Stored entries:
+++

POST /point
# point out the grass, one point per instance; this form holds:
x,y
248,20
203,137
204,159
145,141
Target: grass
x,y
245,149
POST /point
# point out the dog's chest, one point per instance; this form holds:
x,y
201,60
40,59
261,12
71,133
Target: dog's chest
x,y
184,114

+++

INSTRUCTIONS FOR THE TASK:
Reproduce every record above word for word, line by line.

CORRECT OUTPUT:
POST /point
# point out the grass, one point per instance; this form holds:
x,y
248,20
203,137
204,159
145,141
Target: grass
x,y
245,149
POST /point
# point out the dog's chest, one point per instance; this form holds:
x,y
201,60
40,59
261,12
71,133
Target: dog's chest
x,y
184,114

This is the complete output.